Required task => List each line in the entries that contains the word "wooden".

(Stored data entries)
■ ■ ■

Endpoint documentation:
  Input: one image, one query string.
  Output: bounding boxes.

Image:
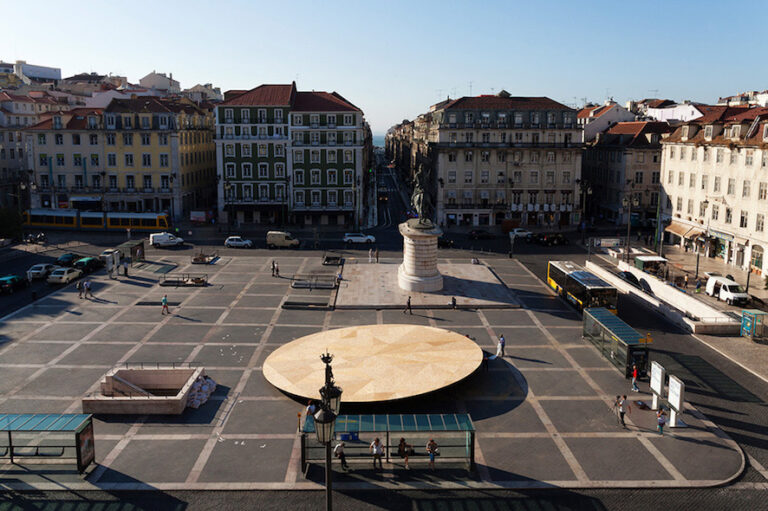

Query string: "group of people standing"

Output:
[333,437,440,470]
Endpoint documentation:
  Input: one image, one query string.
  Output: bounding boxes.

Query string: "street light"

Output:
[314,353,342,511]
[621,193,640,264]
[576,179,592,245]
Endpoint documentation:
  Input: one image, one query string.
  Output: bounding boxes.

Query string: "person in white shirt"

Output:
[333,442,349,470]
[370,437,384,470]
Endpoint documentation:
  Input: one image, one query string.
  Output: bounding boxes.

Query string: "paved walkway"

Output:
[0,256,744,490]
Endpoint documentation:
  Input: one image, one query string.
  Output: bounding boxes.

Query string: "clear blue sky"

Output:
[0,0,768,133]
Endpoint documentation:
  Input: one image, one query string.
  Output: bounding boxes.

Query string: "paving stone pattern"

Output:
[0,256,743,489]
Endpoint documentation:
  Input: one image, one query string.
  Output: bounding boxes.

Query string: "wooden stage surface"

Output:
[263,324,483,403]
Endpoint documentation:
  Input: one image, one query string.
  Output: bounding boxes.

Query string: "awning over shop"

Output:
[664,222,691,238]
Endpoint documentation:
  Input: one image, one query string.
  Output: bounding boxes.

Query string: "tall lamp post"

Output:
[621,188,640,264]
[314,353,342,511]
[576,179,592,245]
[694,199,709,279]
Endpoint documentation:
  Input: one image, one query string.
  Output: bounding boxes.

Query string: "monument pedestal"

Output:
[397,218,443,293]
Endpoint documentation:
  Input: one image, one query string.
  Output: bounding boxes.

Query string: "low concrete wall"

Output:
[82,367,205,415]
[586,261,740,335]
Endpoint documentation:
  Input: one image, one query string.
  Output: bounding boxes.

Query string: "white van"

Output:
[707,276,749,305]
[149,232,184,247]
[267,231,299,248]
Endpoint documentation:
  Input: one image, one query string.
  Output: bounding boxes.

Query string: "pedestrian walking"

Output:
[632,364,640,392]
[397,438,413,470]
[83,280,93,298]
[333,442,349,470]
[160,295,171,315]
[427,438,440,470]
[611,396,621,424]
[368,437,384,470]
[619,396,632,429]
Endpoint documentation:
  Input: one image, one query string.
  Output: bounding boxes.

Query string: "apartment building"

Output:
[216,83,372,225]
[576,101,635,142]
[582,121,671,226]
[0,90,68,209]
[387,91,582,227]
[25,97,216,219]
[661,105,768,274]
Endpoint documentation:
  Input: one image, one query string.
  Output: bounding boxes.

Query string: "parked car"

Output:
[99,248,121,264]
[509,227,533,238]
[547,232,570,245]
[706,277,749,305]
[344,232,376,243]
[0,275,29,295]
[46,268,83,284]
[468,229,496,240]
[56,252,80,266]
[267,231,299,248]
[619,271,642,289]
[224,236,253,248]
[149,232,184,247]
[27,263,56,281]
[72,257,104,274]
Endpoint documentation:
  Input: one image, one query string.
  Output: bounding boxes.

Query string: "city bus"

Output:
[547,261,619,314]
[22,209,171,232]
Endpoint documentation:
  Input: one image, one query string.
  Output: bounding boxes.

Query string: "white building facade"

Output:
[661,106,768,275]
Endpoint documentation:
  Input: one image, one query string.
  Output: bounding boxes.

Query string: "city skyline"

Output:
[0,2,768,135]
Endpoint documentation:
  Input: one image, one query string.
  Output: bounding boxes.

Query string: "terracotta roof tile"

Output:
[291,91,360,112]
[222,82,296,106]
[443,96,572,110]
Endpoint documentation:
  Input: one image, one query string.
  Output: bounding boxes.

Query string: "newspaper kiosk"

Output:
[582,307,650,377]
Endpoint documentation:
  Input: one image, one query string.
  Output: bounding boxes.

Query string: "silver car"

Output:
[27,263,58,281]
[224,236,253,248]
[46,268,83,284]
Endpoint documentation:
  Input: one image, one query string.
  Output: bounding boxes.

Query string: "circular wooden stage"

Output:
[263,325,483,403]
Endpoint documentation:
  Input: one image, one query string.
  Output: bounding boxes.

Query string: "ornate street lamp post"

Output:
[621,193,640,264]
[314,353,342,511]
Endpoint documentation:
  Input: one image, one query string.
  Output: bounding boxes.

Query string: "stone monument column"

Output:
[397,218,443,293]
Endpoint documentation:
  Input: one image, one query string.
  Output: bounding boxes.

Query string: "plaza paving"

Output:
[0,255,744,490]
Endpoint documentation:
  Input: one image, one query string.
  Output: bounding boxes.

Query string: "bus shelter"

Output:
[301,413,475,474]
[117,240,146,267]
[741,309,768,341]
[582,307,651,377]
[0,413,96,474]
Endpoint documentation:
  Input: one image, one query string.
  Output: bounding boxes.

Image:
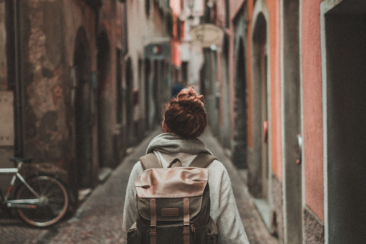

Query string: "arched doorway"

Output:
[125,58,135,147]
[71,28,93,189]
[232,38,248,169]
[97,32,113,167]
[252,13,269,202]
[323,0,366,244]
[282,0,302,243]
[220,35,231,148]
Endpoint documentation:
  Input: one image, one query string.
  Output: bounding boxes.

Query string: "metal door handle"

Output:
[296,134,303,164]
[263,121,268,143]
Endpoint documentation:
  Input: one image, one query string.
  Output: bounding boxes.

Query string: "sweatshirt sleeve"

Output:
[122,161,143,234]
[217,164,249,244]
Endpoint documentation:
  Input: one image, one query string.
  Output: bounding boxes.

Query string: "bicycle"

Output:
[0,157,70,228]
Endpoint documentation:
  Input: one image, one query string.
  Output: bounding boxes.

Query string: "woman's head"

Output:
[163,87,207,139]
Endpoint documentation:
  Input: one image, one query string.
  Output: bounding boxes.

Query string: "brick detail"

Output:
[304,207,324,244]
[271,174,284,244]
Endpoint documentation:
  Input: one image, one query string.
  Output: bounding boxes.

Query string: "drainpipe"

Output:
[13,0,24,157]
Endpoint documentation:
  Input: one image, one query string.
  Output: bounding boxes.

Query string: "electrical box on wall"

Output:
[0,91,14,147]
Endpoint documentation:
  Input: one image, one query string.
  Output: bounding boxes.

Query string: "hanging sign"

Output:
[190,24,224,47]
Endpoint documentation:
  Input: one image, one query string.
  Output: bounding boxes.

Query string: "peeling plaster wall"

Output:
[20,0,68,170]
[20,0,95,179]
[0,0,8,90]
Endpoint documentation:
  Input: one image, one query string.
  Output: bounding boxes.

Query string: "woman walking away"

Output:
[123,87,249,244]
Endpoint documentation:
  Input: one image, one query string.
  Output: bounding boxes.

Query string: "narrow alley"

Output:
[0,128,277,244]
[0,0,366,244]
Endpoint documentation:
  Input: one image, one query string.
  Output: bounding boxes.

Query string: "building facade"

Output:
[201,0,366,244]
[0,0,169,208]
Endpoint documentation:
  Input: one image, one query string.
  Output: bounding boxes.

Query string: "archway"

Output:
[252,13,269,202]
[74,28,93,189]
[282,0,302,243]
[97,32,113,167]
[220,35,231,148]
[125,58,135,147]
[232,38,248,169]
[323,0,366,244]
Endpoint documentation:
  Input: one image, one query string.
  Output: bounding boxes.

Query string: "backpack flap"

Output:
[135,167,209,221]
[137,196,203,221]
[135,167,208,198]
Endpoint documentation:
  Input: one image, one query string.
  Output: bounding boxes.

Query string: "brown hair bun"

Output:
[164,87,207,139]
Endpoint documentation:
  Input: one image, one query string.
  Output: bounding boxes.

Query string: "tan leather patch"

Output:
[161,208,179,217]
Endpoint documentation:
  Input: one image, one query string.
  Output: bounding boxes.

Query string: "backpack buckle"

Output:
[183,224,191,235]
[150,225,156,236]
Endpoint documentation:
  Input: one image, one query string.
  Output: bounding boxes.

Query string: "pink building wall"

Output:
[267,0,282,179]
[301,0,324,222]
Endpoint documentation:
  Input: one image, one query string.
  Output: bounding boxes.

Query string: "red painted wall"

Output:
[247,0,282,179]
[301,0,324,221]
[267,0,282,179]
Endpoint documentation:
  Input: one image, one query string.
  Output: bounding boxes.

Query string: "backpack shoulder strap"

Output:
[189,153,216,168]
[140,153,162,170]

■ ■ ■

Result =>
Query string: "wooden stage surface"
Query string: "circular wooden stage"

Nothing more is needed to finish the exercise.